Task prompt: Can you repeat everything from the start of the listing down to the line containing "L 172 161 L", changing "walking away" to "strolling off" and leaving everything else as it is?
## Start Data listing
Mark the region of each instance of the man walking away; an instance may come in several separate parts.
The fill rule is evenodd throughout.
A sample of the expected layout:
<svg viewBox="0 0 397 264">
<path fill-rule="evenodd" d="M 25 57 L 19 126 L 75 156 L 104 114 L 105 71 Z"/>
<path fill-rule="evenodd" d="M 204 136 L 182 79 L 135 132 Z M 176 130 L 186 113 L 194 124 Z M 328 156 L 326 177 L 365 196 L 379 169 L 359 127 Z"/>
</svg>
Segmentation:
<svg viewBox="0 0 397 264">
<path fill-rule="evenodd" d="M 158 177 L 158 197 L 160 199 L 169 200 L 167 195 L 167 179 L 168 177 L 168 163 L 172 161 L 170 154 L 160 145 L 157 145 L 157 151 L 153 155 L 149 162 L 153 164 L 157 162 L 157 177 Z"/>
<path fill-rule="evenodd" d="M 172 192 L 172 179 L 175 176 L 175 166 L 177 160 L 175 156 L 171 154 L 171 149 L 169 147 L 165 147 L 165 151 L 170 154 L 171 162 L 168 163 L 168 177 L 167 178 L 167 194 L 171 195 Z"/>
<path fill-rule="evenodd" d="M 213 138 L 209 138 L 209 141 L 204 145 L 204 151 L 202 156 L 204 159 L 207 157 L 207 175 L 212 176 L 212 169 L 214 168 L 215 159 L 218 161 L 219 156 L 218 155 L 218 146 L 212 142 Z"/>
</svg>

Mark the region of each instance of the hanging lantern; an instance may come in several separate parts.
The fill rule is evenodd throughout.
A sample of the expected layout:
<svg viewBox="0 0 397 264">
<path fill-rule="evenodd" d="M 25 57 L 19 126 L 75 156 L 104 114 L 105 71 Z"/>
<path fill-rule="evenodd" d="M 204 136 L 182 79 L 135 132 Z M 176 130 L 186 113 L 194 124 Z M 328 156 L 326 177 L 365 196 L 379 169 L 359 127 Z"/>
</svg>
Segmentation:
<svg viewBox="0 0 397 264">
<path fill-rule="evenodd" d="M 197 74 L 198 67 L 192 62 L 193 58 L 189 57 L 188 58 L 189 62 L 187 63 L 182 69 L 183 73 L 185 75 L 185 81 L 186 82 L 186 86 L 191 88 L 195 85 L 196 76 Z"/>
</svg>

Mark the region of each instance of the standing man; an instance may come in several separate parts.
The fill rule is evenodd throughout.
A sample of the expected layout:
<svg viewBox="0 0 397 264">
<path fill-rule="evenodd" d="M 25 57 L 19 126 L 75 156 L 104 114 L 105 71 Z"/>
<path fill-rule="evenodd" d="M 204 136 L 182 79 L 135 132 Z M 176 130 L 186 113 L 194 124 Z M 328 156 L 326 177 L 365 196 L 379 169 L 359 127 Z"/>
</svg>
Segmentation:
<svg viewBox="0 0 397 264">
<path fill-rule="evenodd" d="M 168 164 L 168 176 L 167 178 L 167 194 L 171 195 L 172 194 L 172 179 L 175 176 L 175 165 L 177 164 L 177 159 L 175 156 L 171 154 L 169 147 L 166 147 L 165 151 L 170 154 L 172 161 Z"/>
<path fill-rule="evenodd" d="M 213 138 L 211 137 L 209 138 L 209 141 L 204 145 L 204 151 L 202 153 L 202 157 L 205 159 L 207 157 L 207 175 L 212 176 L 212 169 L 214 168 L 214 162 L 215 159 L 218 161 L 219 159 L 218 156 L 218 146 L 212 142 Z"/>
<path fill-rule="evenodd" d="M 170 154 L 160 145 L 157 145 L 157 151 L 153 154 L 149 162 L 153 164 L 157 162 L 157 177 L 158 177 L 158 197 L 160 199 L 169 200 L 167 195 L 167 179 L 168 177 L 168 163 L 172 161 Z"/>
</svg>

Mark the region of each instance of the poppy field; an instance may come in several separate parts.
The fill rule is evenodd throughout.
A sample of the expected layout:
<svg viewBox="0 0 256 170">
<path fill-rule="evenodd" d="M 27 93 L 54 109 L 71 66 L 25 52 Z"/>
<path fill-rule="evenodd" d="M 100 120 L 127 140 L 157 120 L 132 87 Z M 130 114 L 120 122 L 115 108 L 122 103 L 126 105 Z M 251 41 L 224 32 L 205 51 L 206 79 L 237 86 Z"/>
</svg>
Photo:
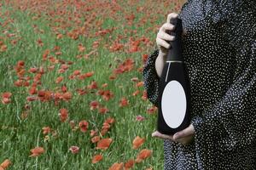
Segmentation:
<svg viewBox="0 0 256 170">
<path fill-rule="evenodd" d="M 163 169 L 142 71 L 180 1 L 0 2 L 0 170 Z"/>
</svg>

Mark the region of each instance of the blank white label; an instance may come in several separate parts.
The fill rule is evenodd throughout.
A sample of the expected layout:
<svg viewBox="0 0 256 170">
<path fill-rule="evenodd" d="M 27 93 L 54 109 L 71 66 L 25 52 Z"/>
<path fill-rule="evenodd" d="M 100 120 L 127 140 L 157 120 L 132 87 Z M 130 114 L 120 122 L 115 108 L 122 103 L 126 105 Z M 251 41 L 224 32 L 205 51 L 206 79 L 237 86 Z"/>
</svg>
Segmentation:
<svg viewBox="0 0 256 170">
<path fill-rule="evenodd" d="M 183 86 L 172 80 L 166 86 L 161 101 L 162 113 L 166 123 L 177 128 L 183 122 L 187 110 L 187 99 Z"/>
</svg>

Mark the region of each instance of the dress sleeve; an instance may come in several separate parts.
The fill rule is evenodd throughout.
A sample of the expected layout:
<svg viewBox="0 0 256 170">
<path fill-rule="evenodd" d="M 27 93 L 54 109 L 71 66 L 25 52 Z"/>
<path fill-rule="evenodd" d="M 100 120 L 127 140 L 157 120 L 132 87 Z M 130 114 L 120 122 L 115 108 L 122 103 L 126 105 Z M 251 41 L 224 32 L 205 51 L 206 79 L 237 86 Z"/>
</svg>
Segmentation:
<svg viewBox="0 0 256 170">
<path fill-rule="evenodd" d="M 154 49 L 149 54 L 143 71 L 147 97 L 154 106 L 158 105 L 160 77 L 157 75 L 154 63 L 159 54 L 159 50 L 158 47 L 155 46 Z"/>
<path fill-rule="evenodd" d="M 229 20 L 225 36 L 236 50 L 236 60 L 233 82 L 212 108 L 192 118 L 198 149 L 212 145 L 231 151 L 255 144 L 255 11 L 241 11 Z"/>
</svg>

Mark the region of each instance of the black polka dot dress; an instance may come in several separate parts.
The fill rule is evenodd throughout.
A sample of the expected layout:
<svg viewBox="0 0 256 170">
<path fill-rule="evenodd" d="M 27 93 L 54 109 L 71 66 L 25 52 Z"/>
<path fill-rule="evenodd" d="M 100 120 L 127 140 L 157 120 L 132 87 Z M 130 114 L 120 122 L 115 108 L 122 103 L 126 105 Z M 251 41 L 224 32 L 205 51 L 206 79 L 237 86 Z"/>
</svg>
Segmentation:
<svg viewBox="0 0 256 170">
<path fill-rule="evenodd" d="M 191 88 L 188 145 L 164 139 L 164 168 L 256 170 L 256 10 L 254 0 L 189 0 L 178 15 Z M 157 106 L 160 78 L 148 55 L 143 76 Z"/>
</svg>

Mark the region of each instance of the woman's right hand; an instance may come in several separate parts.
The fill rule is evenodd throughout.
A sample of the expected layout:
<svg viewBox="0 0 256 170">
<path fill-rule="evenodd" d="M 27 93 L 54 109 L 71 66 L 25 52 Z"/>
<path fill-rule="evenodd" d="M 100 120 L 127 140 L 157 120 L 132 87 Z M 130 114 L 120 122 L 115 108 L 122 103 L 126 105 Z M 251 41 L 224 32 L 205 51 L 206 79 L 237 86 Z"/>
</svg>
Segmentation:
<svg viewBox="0 0 256 170">
<path fill-rule="evenodd" d="M 165 23 L 159 30 L 159 32 L 156 36 L 156 44 L 160 48 L 160 53 L 164 55 L 167 54 L 168 49 L 171 47 L 170 42 L 166 41 L 173 41 L 175 39 L 174 36 L 171 36 L 166 33 L 167 30 L 174 31 L 175 26 L 170 23 L 171 19 L 174 19 L 177 17 L 177 14 L 171 13 L 167 16 L 166 23 Z"/>
</svg>

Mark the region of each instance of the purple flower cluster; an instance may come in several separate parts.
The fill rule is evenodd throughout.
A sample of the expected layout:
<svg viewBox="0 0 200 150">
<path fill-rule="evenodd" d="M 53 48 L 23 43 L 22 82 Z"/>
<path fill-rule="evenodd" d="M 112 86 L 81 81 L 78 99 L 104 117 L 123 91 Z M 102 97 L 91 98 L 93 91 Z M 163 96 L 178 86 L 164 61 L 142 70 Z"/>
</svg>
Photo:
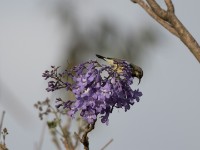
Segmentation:
<svg viewBox="0 0 200 150">
<path fill-rule="evenodd" d="M 118 65 L 121 67 L 120 72 L 111 66 L 100 65 L 97 61 L 88 61 L 62 74 L 58 74 L 58 68 L 53 67 L 52 71 L 45 71 L 43 77 L 55 80 L 49 81 L 47 91 L 66 88 L 75 95 L 75 100 L 63 102 L 58 99 L 60 103 L 57 107 L 68 109 L 68 115 L 74 117 L 80 112 L 88 123 L 96 121 L 99 115 L 101 122 L 108 124 L 108 117 L 114 107 L 127 111 L 142 96 L 138 89 L 132 90 L 130 87 L 133 77 L 129 63 L 122 61 Z M 64 75 L 68 77 L 68 82 L 62 80 Z"/>
</svg>

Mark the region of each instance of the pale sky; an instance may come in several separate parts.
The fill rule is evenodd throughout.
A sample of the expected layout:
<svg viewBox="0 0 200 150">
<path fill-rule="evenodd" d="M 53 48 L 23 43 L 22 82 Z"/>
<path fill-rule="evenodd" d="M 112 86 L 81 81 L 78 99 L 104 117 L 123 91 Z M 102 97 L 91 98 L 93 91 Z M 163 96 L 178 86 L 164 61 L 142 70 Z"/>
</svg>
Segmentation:
<svg viewBox="0 0 200 150">
<path fill-rule="evenodd" d="M 62 56 L 60 25 L 45 3 L 0 1 L 0 111 L 6 110 L 9 149 L 34 150 L 42 122 L 33 104 L 51 97 L 41 75 L 52 64 L 59 65 Z M 174 4 L 177 16 L 200 42 L 200 2 Z M 129 0 L 77 0 L 76 9 L 87 23 L 102 14 L 112 15 L 122 26 L 151 24 L 165 36 L 160 37 L 164 39 L 160 44 L 149 47 L 145 63 L 140 64 L 144 70 L 141 101 L 128 112 L 115 111 L 109 126 L 99 123 L 98 130 L 90 134 L 91 150 L 112 138 L 107 150 L 200 149 L 200 68 L 189 50 Z M 55 149 L 48 134 L 43 149 Z"/>
</svg>

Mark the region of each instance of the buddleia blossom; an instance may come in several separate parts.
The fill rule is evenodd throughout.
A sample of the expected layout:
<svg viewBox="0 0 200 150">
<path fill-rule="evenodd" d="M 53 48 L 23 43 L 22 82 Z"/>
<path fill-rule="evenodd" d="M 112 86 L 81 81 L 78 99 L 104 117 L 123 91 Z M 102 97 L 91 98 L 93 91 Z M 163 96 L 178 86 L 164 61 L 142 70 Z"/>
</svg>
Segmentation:
<svg viewBox="0 0 200 150">
<path fill-rule="evenodd" d="M 67 109 L 72 118 L 80 112 L 80 116 L 90 124 L 98 117 L 102 123 L 108 124 L 114 108 L 127 111 L 142 96 L 139 89 L 130 87 L 133 77 L 129 63 L 122 61 L 118 65 L 123 66 L 121 72 L 92 60 L 65 70 L 62 74 L 57 73 L 58 67 L 52 67 L 51 71 L 43 73 L 45 79 L 52 79 L 46 90 L 66 88 L 74 94 L 74 100 L 63 101 L 59 98 L 56 105 L 57 108 Z M 68 78 L 66 82 L 64 76 Z"/>
</svg>

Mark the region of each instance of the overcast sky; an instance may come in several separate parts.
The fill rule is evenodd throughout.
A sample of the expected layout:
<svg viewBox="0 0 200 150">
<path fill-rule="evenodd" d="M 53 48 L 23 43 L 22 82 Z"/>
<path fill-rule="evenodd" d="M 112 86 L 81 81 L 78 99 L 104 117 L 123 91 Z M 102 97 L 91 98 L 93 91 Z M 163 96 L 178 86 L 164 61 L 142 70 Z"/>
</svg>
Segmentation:
<svg viewBox="0 0 200 150">
<path fill-rule="evenodd" d="M 50 65 L 59 65 L 62 55 L 60 25 L 45 3 L 0 1 L 0 111 L 6 110 L 9 149 L 34 149 L 39 141 L 42 122 L 33 104 L 51 97 L 41 74 Z M 200 42 L 200 1 L 174 4 L 177 16 Z M 99 124 L 90 136 L 91 149 L 100 149 L 112 138 L 107 150 L 200 149 L 200 67 L 180 40 L 129 0 L 77 0 L 77 14 L 89 23 L 104 14 L 134 28 L 151 24 L 164 35 L 160 37 L 164 41 L 149 47 L 145 63 L 140 64 L 141 102 L 126 113 L 115 111 L 109 126 Z M 43 149 L 54 149 L 47 136 Z"/>
</svg>

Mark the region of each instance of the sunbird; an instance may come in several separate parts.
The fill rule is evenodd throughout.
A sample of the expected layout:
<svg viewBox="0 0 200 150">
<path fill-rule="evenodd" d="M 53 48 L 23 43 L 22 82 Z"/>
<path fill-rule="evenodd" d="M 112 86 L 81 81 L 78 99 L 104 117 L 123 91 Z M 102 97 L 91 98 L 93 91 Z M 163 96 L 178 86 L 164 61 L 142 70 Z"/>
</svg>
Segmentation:
<svg viewBox="0 0 200 150">
<path fill-rule="evenodd" d="M 114 70 L 116 70 L 118 73 L 123 72 L 123 66 L 119 65 L 119 64 L 123 64 L 120 62 L 124 62 L 125 60 L 123 59 L 118 59 L 118 58 L 109 58 L 109 57 L 104 57 L 101 55 L 96 54 L 96 56 L 100 59 L 103 59 L 104 61 L 108 62 L 113 68 Z M 132 63 L 128 64 L 130 66 L 130 68 L 132 69 L 132 77 L 136 77 L 139 79 L 139 83 L 143 77 L 143 70 L 142 68 L 140 68 L 139 66 L 136 66 Z"/>
</svg>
## End Data listing
Solution to this problem:
Mark the region of each instance of the man strolling off; an instance may come in several separate parts.
The fill rule is evenodd throughout.
A sample of the expected layout:
<svg viewBox="0 0 397 264">
<path fill-rule="evenodd" d="M 25 57 L 19 126 L 75 156 L 104 114 L 105 71 Z"/>
<path fill-rule="evenodd" d="M 204 136 L 182 79 L 135 132 Z M 176 130 L 186 113 L 194 124 Z M 328 156 L 326 177 L 365 196 L 379 169 L 359 127 Z"/>
</svg>
Segmentation:
<svg viewBox="0 0 397 264">
<path fill-rule="evenodd" d="M 158 177 L 158 197 L 160 199 L 169 200 L 167 195 L 167 179 L 168 177 L 168 163 L 172 161 L 170 154 L 160 145 L 157 145 L 157 151 L 153 155 L 149 162 L 153 164 L 157 162 L 157 177 Z"/>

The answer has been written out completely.